▸ **Object position labeling entries**
● ● ● ● ● ● ●

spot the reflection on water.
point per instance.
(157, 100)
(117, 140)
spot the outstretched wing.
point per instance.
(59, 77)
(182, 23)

● ● ● ● ● ● ●

▸ **WHAT THE TASK ASKS**
Rewrite all the records, swapping "spot" for "locate" wherever it occurs and changing nothing else.

▸ **ANSWER FOR THIS EXERCISE**
locate the reflection on water.
point per instance.
(157, 100)
(117, 140)
locate the outstretched wing.
point per instance.
(59, 77)
(182, 23)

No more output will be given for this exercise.